Data supplied:

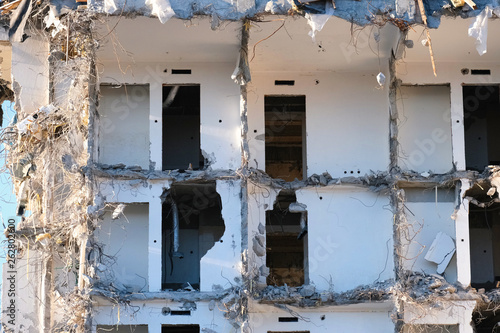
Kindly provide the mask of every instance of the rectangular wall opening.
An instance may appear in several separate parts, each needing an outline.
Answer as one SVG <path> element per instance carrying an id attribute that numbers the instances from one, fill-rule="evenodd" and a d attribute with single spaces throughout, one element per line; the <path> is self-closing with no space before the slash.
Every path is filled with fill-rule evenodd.
<path id="1" fill-rule="evenodd" d="M 162 196 L 162 288 L 200 288 L 200 260 L 225 231 L 215 182 L 173 184 Z"/>
<path id="2" fill-rule="evenodd" d="M 306 96 L 265 96 L 266 172 L 293 181 L 306 176 Z"/>
<path id="3" fill-rule="evenodd" d="M 200 325 L 163 325 L 161 333 L 200 333 Z"/>
<path id="4" fill-rule="evenodd" d="M 491 290 L 500 283 L 500 203 L 469 204 L 472 287 Z"/>
<path id="5" fill-rule="evenodd" d="M 306 212 L 291 212 L 297 198 L 281 191 L 273 210 L 266 212 L 266 265 L 268 285 L 296 287 L 305 283 L 304 249 L 307 248 Z"/>
<path id="6" fill-rule="evenodd" d="M 203 169 L 200 148 L 200 85 L 165 85 L 163 170 Z"/>
<path id="7" fill-rule="evenodd" d="M 500 94 L 498 86 L 464 86 L 465 164 L 484 171 L 500 164 Z"/>

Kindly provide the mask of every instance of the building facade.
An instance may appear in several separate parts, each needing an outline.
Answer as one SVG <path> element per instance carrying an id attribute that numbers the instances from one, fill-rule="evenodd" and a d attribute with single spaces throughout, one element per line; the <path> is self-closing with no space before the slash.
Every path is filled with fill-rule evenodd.
<path id="1" fill-rule="evenodd" d="M 496 332 L 498 6 L 5 4 L 4 331 Z"/>

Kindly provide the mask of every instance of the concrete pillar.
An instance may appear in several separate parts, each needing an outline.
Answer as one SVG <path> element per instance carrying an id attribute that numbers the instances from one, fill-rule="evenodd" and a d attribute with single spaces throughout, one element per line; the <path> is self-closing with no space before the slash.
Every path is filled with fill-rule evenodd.
<path id="1" fill-rule="evenodd" d="M 148 224 L 148 281 L 150 292 L 161 291 L 161 224 L 161 201 L 159 198 L 154 198 L 149 203 Z"/>
<path id="2" fill-rule="evenodd" d="M 464 286 L 470 284 L 469 200 L 462 199 L 470 188 L 468 179 L 461 180 L 459 209 L 455 218 L 457 247 L 457 280 Z"/>
<path id="3" fill-rule="evenodd" d="M 155 170 L 162 169 L 162 92 L 161 84 L 149 87 L 149 159 L 155 163 Z M 161 229 L 160 229 L 161 230 Z"/>
<path id="4" fill-rule="evenodd" d="M 450 91 L 453 163 L 456 165 L 457 170 L 465 170 L 464 108 L 462 85 L 460 82 L 453 82 Z"/>

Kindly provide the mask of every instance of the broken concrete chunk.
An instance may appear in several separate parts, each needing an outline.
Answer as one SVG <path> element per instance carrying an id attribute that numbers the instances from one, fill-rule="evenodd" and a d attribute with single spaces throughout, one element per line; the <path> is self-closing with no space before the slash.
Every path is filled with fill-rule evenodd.
<path id="1" fill-rule="evenodd" d="M 455 242 L 453 238 L 443 232 L 439 232 L 424 258 L 427 261 L 436 263 L 438 265 L 436 272 L 443 274 L 453 254 L 455 254 Z"/>
<path id="2" fill-rule="evenodd" d="M 264 233 L 266 232 L 266 227 L 264 227 L 262 223 L 259 223 L 259 226 L 257 228 L 259 230 L 259 234 L 264 235 Z"/>
<path id="3" fill-rule="evenodd" d="M 261 276 L 265 276 L 265 277 L 269 276 L 269 274 L 270 274 L 269 267 L 267 267 L 266 265 L 260 266 L 259 272 L 260 272 Z"/>
<path id="4" fill-rule="evenodd" d="M 312 295 L 314 295 L 315 292 L 316 292 L 316 287 L 312 285 L 305 285 L 302 286 L 302 289 L 300 289 L 300 295 L 303 297 L 311 297 Z"/>
<path id="5" fill-rule="evenodd" d="M 253 242 L 253 246 L 252 246 L 253 252 L 255 252 L 255 254 L 259 257 L 265 256 L 266 255 L 266 248 L 264 246 L 262 246 L 261 244 L 259 244 L 259 241 L 256 239 L 256 237 L 254 237 L 252 239 L 252 242 Z"/>

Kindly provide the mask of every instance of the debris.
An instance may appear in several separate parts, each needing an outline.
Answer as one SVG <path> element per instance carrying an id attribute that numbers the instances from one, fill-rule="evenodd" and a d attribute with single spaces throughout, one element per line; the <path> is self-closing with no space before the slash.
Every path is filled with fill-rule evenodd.
<path id="1" fill-rule="evenodd" d="M 158 16 L 163 24 L 175 15 L 169 0 L 146 0 L 146 5 L 151 7 L 151 14 Z"/>
<path id="2" fill-rule="evenodd" d="M 111 215 L 111 219 L 116 220 L 120 217 L 121 214 L 123 214 L 123 210 L 125 209 L 124 204 L 119 204 L 116 206 L 115 210 L 113 211 L 113 214 Z"/>
<path id="3" fill-rule="evenodd" d="M 325 26 L 328 19 L 333 15 L 335 9 L 333 8 L 333 4 L 329 1 L 325 2 L 325 13 L 324 14 L 310 14 L 306 13 L 305 18 L 307 23 L 311 27 L 311 31 L 309 32 L 309 36 L 311 36 L 314 43 L 316 43 L 316 33 L 321 31 Z"/>
<path id="4" fill-rule="evenodd" d="M 385 75 L 384 73 L 380 72 L 377 74 L 377 82 L 379 86 L 383 87 L 385 85 Z"/>
<path id="5" fill-rule="evenodd" d="M 443 274 L 454 254 L 455 242 L 453 239 L 443 232 L 438 232 L 424 258 L 436 263 L 438 265 L 437 273 Z"/>
<path id="6" fill-rule="evenodd" d="M 431 42 L 431 34 L 429 32 L 429 26 L 427 25 L 427 16 L 425 15 L 424 3 L 422 0 L 417 0 L 418 8 L 420 8 L 420 15 L 422 16 L 422 21 L 425 25 L 425 33 L 427 35 L 426 46 L 429 47 L 429 55 L 431 56 L 432 70 L 434 72 L 434 76 L 437 76 L 436 73 L 436 63 L 434 62 L 434 52 L 432 52 L 432 42 Z"/>
<path id="7" fill-rule="evenodd" d="M 476 39 L 476 50 L 480 56 L 486 53 L 488 46 L 488 19 L 492 13 L 491 7 L 486 6 L 469 27 L 469 36 Z"/>
<path id="8" fill-rule="evenodd" d="M 316 292 L 316 287 L 313 285 L 305 285 L 300 289 L 300 295 L 303 297 L 311 297 Z"/>

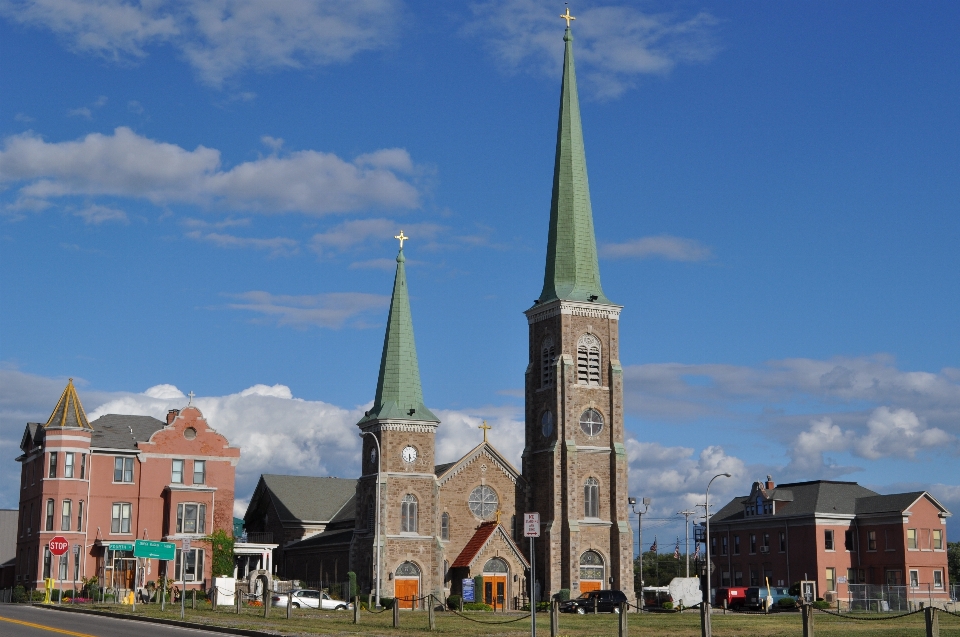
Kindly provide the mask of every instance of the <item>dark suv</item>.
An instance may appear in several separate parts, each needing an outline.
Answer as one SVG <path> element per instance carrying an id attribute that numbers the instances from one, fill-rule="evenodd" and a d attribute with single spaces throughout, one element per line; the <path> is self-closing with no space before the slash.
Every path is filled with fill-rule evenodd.
<path id="1" fill-rule="evenodd" d="M 560 612 L 586 615 L 593 612 L 596 603 L 599 613 L 619 613 L 620 605 L 627 601 L 623 591 L 590 591 L 576 599 L 560 603 Z"/>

Problem to work on:
Find each line in the material above that carries the string "Kindly", and copy it.

Answer to this problem:
Kindly provide the mask of every instance of the rectangular wall opening.
Kindly provide the mask of every instance of the building facade.
Kindly provide the mask of every instance of the concrete pillar.
Kindly provide the mask of every instance of the broken concrete chunk.
Kindly provide the mask of every instance of the debris.
Kindly provide the mask of every instance of the <item>dark suv</item>.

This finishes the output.